_EXERCISE INSTRUCTIONS_. Repeat each line of the data below word for word, leaving out the pictures.

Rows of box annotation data
━━━

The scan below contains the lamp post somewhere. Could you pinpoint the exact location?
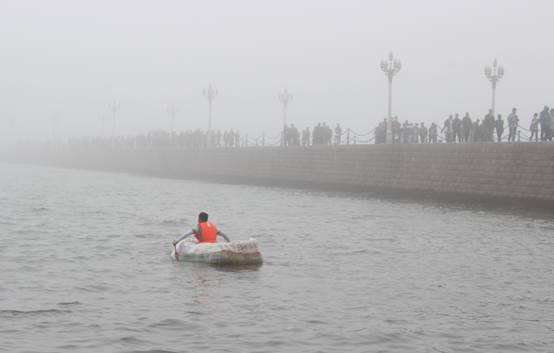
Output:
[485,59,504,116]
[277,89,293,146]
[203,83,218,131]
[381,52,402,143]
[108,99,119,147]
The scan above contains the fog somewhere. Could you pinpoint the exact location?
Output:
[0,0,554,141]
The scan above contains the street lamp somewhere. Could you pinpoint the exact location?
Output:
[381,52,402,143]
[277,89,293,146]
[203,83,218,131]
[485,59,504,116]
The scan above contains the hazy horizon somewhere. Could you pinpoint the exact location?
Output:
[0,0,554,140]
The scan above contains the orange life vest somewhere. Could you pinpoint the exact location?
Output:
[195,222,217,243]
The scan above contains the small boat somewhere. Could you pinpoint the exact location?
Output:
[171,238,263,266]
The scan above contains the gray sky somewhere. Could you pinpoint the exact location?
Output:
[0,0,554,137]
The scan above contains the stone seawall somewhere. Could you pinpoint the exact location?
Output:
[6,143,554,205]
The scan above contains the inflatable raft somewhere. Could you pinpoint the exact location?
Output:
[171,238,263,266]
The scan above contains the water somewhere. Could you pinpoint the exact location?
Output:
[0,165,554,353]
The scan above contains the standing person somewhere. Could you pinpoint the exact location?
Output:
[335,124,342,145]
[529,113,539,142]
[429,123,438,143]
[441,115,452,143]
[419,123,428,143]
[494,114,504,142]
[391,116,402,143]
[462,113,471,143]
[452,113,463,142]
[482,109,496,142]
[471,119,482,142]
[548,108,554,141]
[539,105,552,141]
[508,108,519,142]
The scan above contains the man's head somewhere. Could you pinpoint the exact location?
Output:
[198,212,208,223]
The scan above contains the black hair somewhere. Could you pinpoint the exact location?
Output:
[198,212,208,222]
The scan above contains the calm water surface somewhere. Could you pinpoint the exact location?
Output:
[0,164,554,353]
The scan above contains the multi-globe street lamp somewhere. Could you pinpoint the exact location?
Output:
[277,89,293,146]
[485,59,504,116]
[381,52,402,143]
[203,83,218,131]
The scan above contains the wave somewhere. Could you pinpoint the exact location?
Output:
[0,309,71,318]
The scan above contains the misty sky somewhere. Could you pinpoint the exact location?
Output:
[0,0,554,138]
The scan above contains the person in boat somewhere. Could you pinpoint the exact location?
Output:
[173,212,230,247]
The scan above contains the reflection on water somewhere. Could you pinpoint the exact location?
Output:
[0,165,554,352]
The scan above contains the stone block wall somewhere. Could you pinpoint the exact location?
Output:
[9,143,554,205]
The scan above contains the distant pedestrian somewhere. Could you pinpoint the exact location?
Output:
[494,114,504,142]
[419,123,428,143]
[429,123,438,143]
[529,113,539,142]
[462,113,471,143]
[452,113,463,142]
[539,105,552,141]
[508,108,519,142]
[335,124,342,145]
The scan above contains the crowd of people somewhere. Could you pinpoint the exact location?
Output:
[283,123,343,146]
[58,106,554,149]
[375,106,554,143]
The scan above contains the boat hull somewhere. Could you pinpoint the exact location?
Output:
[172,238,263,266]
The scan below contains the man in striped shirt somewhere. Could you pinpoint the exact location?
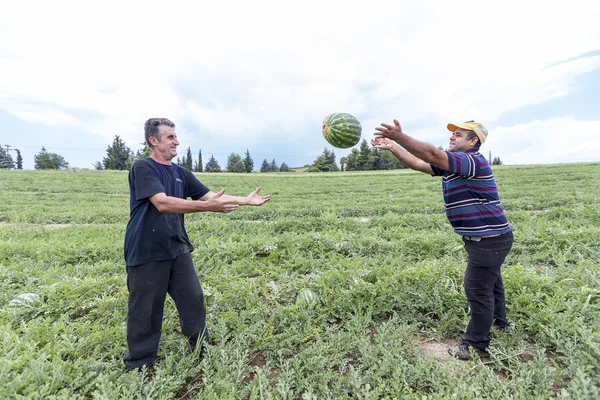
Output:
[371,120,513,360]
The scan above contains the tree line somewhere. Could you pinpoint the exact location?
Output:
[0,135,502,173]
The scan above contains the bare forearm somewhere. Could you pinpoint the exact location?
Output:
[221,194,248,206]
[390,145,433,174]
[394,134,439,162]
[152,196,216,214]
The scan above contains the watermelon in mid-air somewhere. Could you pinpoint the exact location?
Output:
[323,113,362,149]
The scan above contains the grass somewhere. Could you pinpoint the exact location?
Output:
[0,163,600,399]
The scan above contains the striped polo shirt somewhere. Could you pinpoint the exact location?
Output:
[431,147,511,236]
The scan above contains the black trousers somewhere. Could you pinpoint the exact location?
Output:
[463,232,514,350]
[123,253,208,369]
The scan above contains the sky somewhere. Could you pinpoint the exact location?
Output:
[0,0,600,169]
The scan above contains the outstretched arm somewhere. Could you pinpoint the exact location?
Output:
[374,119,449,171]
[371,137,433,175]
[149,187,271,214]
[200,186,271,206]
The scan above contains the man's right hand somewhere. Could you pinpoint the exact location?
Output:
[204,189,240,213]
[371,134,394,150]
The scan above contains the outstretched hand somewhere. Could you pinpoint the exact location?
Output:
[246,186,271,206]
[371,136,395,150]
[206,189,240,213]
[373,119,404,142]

━━━

_FINAL RESULT_.
The scan below contains the lamp post somewhere. Could you pinpoint the exact location?
Output:
[485,59,504,116]
[277,89,293,146]
[203,83,218,131]
[381,52,402,143]
[108,99,119,147]
The scan above contains the fog somewhere. Could you pinpoint the exact location?
Output:
[0,0,554,141]
The scan above contains the street lamp somewhere. Could you pinpoint the exact location?
Output:
[381,52,402,143]
[277,89,293,146]
[203,83,218,131]
[485,59,504,116]
The scan above contains the hazy horizon somewhere. Could you pinpoint the exact location?
Output:
[0,0,554,140]
The scan above contains the orange life vest somewhere. Could you pinpoint the exact location?
Output:
[195,222,217,243]
The scan above contains the small boat somewhere. Could you pinpoint the exact location?
Output:
[171,238,263,266]
The scan above contains the gray sky somewhere. Could you pinpoint the exact location?
Output:
[0,0,554,137]
The scan above contains the stone seawall somewhere. Could you pinpoint the exact location?
Output:
[6,143,554,205]
The scan above contains the inflatable raft somewhere. Could you pinpoint the exact location?
Output:
[171,238,263,266]
The scan above contains the water somewhere. Could you pinpoint the exact location?
Output:
[0,165,554,353]
The scan above contains the standing person somewhere. Could you pinpoint the exact location?
Output:
[335,124,342,145]
[529,113,539,142]
[429,123,438,143]
[441,115,452,143]
[419,123,428,143]
[494,114,504,142]
[391,116,402,143]
[462,113,471,143]
[452,113,463,142]
[482,109,496,142]
[471,119,482,142]
[548,108,554,141]
[539,105,552,141]
[508,108,519,142]
The scan above contains the man's head somewhere. Could you pinpoint the exact location?
Output:
[198,212,208,223]
The scan above contains the black hair somewhere. Could you pinpoint the exact location?
Output:
[198,212,208,222]
The scan above contains the calm water surface somewhere. Could you pinpoint the exact location?
Output:
[0,164,554,353]
The scan above contains the multi-globe street lamp somewhere. Could you pinpoint the exact location?
Output:
[277,89,293,146]
[485,59,504,116]
[381,52,402,143]
[203,83,218,131]
The scan above contains the wave somewhere. Could you pinpoint the exact location?
Output:
[0,309,71,318]
The scan above contains the misty sky somewhere. Could you pinpoint the exact location?
Output:
[0,0,554,138]
The scan above contains the person in boat somewhere. Could you pinpoint the exact location?
Output:
[173,212,230,247]
The scan above contains the reflection on water somewhere. Could you pinpoint the exact location?
Output:
[0,165,554,352]
The scan above contains the stone block wall somewhere. Could you pinpoint the exact location?
Output:
[9,143,554,205]
The scan above contains the distant pedestrian somewhere. Could you pinpoint the exact location?
Output:
[494,114,504,142]
[419,123,428,143]
[429,123,438,143]
[529,113,539,142]
[462,113,471,143]
[452,113,463,142]
[539,105,552,141]
[508,108,519,142]
[335,124,342,145]
The scan above contains the crowd of people somewhere. Could you pinpoint the exact location?
Output:
[283,123,343,146]
[58,106,554,149]
[375,106,554,143]
The scan above contains the boat hull somewhere. Could you pinpoint the exact location?
Output:
[172,238,263,266]
The scan below contains the man in striped shirt somewhere. Could you pinpoint the exact location?
Output:
[371,120,513,360]
The scan above contains the tree line somewhere. Could you pinpoint the exact location?
Output:
[0,135,502,173]
The scan above contains the bare forearm somewhere. Could you pinpoint the exact location?
Output:
[221,194,248,206]
[390,145,433,174]
[394,134,439,162]
[152,196,216,214]
The scan above contains the watermelon in mid-air somewhere. Could you pinpoint the exact location?
Output:
[323,113,362,149]
The scan above contains the grass somewhere. Could you pinpoint the exact location?
Output:
[0,163,600,399]
The scan above contains the striped polo shirt somewhere. Could you pinpoint the exact location?
Output:
[431,147,511,236]
The scan above contains the black trousers somewhere. Could you pinpoint the exact location?
Output:
[463,232,514,350]
[123,253,208,369]
The scan above contains the sky somewhere. Could you pinpoint the exact location?
Output:
[0,0,600,169]
The scan above contains the outstretched arm somewhere. Could you pinpoint the exact location?
Output:
[374,119,449,171]
[371,137,433,175]
[149,187,271,214]
[200,186,271,206]
The scan above contains the man's right hand somewhere. Could you pinpoint the exact location?
Output:
[204,189,240,213]
[371,134,394,150]
The scan above contains the outstretched hand somewhere. Could you pinpoint the exact location?
Output:
[246,186,271,206]
[371,136,395,150]
[206,189,240,213]
[373,119,404,142]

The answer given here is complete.